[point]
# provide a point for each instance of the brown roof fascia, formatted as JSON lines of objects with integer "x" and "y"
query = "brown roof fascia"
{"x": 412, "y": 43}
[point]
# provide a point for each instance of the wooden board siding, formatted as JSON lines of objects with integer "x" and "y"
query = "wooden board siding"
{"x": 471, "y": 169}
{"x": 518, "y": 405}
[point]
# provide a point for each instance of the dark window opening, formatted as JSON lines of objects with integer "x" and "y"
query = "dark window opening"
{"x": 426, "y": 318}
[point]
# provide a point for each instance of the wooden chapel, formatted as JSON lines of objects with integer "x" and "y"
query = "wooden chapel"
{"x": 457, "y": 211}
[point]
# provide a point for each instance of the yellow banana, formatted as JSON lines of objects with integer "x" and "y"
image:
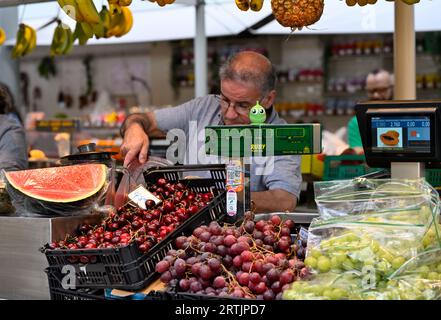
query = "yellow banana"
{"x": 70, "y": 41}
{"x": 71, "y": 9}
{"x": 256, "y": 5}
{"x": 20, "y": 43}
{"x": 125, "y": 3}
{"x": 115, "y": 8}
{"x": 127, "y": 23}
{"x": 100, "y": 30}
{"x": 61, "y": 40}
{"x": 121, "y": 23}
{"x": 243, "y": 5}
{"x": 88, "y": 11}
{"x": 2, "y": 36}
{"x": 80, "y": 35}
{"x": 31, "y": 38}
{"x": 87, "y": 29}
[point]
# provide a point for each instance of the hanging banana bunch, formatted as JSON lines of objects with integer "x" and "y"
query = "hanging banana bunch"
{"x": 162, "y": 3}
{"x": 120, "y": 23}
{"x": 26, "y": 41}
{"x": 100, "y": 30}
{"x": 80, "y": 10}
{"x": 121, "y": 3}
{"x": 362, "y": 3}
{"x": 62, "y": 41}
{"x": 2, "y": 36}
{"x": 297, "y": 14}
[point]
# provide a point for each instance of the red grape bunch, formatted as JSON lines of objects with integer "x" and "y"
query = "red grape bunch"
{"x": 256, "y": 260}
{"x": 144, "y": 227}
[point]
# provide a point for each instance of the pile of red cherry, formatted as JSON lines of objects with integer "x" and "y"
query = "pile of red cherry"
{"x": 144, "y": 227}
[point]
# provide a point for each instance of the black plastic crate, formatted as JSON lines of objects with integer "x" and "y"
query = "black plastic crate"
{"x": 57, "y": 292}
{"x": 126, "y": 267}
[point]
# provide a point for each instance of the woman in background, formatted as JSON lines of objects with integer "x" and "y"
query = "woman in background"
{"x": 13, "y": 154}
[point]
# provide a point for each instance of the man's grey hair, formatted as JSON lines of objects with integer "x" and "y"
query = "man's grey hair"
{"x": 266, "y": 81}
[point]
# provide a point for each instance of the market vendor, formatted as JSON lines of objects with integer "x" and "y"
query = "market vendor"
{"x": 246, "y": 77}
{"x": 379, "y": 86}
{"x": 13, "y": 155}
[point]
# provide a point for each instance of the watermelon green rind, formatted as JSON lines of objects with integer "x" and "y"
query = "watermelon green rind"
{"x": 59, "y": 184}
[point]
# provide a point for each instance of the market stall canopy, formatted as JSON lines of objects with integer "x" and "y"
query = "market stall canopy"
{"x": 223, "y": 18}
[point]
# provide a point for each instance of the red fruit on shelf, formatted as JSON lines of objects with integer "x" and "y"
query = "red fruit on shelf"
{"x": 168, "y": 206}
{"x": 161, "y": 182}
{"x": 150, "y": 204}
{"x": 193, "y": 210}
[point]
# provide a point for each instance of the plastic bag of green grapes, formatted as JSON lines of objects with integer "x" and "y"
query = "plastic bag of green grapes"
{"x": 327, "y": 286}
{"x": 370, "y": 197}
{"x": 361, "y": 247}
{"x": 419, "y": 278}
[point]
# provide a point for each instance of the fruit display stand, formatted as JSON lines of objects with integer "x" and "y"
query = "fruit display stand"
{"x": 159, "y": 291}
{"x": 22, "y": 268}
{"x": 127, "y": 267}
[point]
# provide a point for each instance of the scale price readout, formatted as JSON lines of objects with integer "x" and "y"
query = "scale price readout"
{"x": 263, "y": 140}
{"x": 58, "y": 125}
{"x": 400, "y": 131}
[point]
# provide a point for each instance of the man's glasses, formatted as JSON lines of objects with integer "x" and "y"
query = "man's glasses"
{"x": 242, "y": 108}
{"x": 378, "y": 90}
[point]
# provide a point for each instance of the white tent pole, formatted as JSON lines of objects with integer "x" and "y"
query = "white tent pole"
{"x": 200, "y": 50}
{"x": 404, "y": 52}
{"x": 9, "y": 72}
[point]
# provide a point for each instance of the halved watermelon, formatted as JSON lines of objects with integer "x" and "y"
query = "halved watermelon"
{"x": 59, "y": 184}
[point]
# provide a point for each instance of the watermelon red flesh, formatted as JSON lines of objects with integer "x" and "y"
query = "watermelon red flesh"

▶ [Directions for this task]
Using the material above, set down every line exactly, but skip the pictures.

▶ [Answer to the task]
[point]
# provide a point for each instance of the brown roof fascia, formatted as JSON lines of objects with integer "x" and "y"
query = "brown roof fascia"
{"x": 412, "y": 43}
[point]
# provide a point for each instance of the wooden board siding, formatted as JSON lines of objects with integer "x" and "y"
query = "wooden board siding"
{"x": 471, "y": 169}
{"x": 518, "y": 405}
[point]
# provide a point for each instance of the dark window opening, formatted as JSON lines of objects with integer "x" and "y"
query = "dark window opening"
{"x": 426, "y": 318}
[point]
# provide a point for each instance of the wooden chapel, formatted as JSON lines of objects with integer "x" and "y"
query = "wooden chapel"
{"x": 457, "y": 211}
[point]
# provide a point for each instance of the yellow banana, formatted as JSON lines of objects with integer "x" and "y"
image:
query = "yellow banana"
{"x": 70, "y": 41}
{"x": 71, "y": 9}
{"x": 256, "y": 5}
{"x": 20, "y": 43}
{"x": 125, "y": 3}
{"x": 115, "y": 8}
{"x": 127, "y": 23}
{"x": 100, "y": 30}
{"x": 61, "y": 40}
{"x": 121, "y": 23}
{"x": 243, "y": 5}
{"x": 88, "y": 11}
{"x": 2, "y": 36}
{"x": 80, "y": 35}
{"x": 31, "y": 38}
{"x": 87, "y": 29}
[point]
# provide a point for each instance of the hanging banana bunch, formatted as JSON lines of objects with integer "x" and "y"
query = "hanging banana bunch"
{"x": 162, "y": 3}
{"x": 120, "y": 23}
{"x": 26, "y": 41}
{"x": 100, "y": 30}
{"x": 80, "y": 10}
{"x": 121, "y": 3}
{"x": 362, "y": 3}
{"x": 62, "y": 41}
{"x": 2, "y": 36}
{"x": 297, "y": 14}
[point]
# provide a point for each instance of the red grape bunch, formatted as JSON lines of objects with integer "x" and "y"
query = "red grape bunch"
{"x": 256, "y": 260}
{"x": 144, "y": 227}
[point]
# provide a point for each instance of the pile of red cherry, formatted as JSON lines of objects with integer "x" and "y"
query = "pile of red cherry"
{"x": 144, "y": 227}
[point]
# provide a point for each instance of the black plastic crate, formatted as JSON lines of objects with integer "x" and "y"
query = "black plastic crate"
{"x": 57, "y": 292}
{"x": 126, "y": 267}
[point]
# provide a point for each instance of the woman in background, formatted as JSON lines of objects with integer "x" and "y"
query = "woman in background"
{"x": 13, "y": 154}
[point]
# provide a point for each instance of the man's grey hair, formatted as JSON lines of objects with integer "x" and "y"
query = "man's grey hair"
{"x": 266, "y": 81}
[point]
# provide a point for each instance of the market vendor, formatted as JSON lines of objects with integer "x" and "y"
query = "market vendor"
{"x": 246, "y": 77}
{"x": 379, "y": 86}
{"x": 13, "y": 155}
[point]
# provide a point for each instance of the watermelon green rind, formatted as JSON lines of objects with integer "x" and "y"
query = "watermelon green rind"
{"x": 59, "y": 184}
[point]
# provide a point for each instance of the market stall canopy, formatted as JSON lines of objects with integer "x" and "y"
query = "market stall canopy"
{"x": 223, "y": 18}
[point]
# provide a point for each instance of the red fruit on shelf, formatted as JSON lines of objects with integer "x" and "y"
query = "red fruit on shelf"
{"x": 168, "y": 206}
{"x": 161, "y": 182}
{"x": 150, "y": 204}
{"x": 193, "y": 210}
[point]
# provide a point for each instance of the plastic bag of green grapes, formatted as JSON lines of objects with integer "x" and "y"
query = "plastic bag of green grapes"
{"x": 327, "y": 286}
{"x": 370, "y": 197}
{"x": 361, "y": 247}
{"x": 419, "y": 278}
[point]
# provide a point for each instance of the fruit display stand, formatted as JSON lines of objects with integer "x" and "y"
query = "fruit display stand"
{"x": 159, "y": 291}
{"x": 22, "y": 268}
{"x": 127, "y": 267}
[point]
# provide a point for each instance of the scale price readout, formatted as JSON lines of objects with integer "x" and "y"
query = "scale price readout"
{"x": 263, "y": 140}
{"x": 58, "y": 125}
{"x": 400, "y": 131}
[point]
# provide a point for each instance of the man's glasses, formatted as JSON lines of objects with integer "x" and "y"
query = "man's glasses"
{"x": 242, "y": 108}
{"x": 378, "y": 90}
[point]
# provide a point for each instance of the white tent pole, formatted as JSON lines of objects with integer "x" and "y"
query = "white tent pole"
{"x": 200, "y": 50}
{"x": 404, "y": 52}
{"x": 9, "y": 72}
[point]
# provide a point for each instance of the halved watermelon, formatted as JSON lines of objects with integer "x" and "y"
query = "halved watermelon"
{"x": 59, "y": 184}
[point]
# provide a point for each instance of the watermelon red flesh, formatted as JSON lines of objects with integer "x" and "y"
query = "watermelon red flesh"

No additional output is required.